▶ [Short exercise]
Which of the lines below contain the string "pier"? Pull out and copy each of those lines, treating uppercase and lowercase letters as different.
+ + +
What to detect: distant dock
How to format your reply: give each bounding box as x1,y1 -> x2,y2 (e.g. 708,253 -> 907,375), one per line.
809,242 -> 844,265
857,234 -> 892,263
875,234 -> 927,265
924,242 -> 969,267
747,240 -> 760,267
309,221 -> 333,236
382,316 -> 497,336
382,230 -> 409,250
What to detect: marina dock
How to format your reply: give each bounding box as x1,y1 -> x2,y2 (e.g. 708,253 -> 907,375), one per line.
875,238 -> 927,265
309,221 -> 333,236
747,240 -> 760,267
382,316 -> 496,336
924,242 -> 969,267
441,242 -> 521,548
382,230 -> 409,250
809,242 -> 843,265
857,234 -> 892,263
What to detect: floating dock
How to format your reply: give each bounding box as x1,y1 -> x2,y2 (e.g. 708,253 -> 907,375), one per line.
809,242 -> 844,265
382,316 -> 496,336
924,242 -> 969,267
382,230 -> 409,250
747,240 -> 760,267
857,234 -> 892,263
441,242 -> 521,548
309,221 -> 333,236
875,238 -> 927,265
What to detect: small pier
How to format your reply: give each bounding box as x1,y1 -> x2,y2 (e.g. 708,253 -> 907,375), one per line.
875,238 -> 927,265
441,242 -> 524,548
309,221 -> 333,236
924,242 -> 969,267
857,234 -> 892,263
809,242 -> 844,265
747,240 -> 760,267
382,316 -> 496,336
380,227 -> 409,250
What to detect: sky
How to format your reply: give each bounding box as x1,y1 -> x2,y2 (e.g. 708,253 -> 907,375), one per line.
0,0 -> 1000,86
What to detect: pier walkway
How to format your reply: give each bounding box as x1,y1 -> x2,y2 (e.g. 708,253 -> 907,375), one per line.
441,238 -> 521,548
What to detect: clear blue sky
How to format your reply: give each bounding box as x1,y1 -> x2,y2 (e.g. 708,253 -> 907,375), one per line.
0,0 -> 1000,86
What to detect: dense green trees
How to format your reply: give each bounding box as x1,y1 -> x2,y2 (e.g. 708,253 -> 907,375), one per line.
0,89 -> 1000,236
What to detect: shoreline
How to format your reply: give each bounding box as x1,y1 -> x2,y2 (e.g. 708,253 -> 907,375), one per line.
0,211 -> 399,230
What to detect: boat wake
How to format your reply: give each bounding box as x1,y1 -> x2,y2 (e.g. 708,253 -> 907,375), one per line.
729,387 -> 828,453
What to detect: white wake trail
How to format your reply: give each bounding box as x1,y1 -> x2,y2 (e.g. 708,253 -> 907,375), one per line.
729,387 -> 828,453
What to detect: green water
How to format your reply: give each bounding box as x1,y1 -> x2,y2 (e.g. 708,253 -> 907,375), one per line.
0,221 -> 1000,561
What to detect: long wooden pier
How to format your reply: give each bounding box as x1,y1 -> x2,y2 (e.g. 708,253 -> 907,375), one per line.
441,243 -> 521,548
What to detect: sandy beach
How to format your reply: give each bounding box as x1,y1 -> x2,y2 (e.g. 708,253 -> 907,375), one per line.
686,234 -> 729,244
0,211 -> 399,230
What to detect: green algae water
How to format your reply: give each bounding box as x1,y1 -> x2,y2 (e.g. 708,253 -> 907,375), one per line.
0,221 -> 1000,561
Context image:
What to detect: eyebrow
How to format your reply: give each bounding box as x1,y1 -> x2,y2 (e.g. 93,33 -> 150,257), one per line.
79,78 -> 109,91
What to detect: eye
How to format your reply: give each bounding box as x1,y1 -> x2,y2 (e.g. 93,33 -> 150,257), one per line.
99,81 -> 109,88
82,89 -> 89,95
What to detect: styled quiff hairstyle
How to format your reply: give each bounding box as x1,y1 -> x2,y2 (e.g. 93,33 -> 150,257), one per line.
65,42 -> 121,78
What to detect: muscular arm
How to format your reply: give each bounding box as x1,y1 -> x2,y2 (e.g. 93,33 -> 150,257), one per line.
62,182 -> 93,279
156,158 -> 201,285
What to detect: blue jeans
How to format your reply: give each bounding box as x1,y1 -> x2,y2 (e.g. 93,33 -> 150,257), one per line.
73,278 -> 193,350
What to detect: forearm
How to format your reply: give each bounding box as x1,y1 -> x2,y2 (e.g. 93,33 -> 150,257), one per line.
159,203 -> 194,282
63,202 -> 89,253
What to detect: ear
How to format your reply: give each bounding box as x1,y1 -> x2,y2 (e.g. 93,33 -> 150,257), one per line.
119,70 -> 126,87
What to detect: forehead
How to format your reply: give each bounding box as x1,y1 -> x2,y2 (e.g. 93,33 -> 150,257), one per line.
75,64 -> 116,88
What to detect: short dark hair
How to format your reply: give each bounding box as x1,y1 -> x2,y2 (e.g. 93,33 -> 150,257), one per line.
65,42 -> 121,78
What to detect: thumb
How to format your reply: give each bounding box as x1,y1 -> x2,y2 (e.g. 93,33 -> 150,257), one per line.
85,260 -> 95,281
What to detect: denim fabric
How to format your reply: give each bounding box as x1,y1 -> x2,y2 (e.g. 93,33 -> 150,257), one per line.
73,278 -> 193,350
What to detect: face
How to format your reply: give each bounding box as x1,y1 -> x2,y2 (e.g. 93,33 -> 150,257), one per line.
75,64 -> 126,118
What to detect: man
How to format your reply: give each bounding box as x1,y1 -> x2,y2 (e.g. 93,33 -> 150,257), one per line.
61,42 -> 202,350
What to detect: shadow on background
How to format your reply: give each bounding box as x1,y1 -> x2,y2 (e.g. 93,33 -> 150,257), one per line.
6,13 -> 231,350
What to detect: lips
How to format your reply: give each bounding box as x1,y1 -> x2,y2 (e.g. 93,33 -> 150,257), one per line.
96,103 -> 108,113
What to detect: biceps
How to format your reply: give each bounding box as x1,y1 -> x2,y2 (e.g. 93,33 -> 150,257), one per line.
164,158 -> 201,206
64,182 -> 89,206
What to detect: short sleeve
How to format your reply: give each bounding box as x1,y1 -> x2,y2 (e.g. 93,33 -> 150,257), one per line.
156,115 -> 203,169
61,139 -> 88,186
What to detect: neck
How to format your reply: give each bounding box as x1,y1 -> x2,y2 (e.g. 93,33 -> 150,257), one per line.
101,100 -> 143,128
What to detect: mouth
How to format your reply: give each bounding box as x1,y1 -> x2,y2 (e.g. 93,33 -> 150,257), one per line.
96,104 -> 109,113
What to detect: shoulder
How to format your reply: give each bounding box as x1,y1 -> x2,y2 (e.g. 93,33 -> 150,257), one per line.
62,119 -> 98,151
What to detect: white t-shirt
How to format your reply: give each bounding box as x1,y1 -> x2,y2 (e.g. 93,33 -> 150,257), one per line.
+ + +
▶ [Exercise output]
What to detect: small pier
What to detect: pier walkway
What to detect: long wooden pier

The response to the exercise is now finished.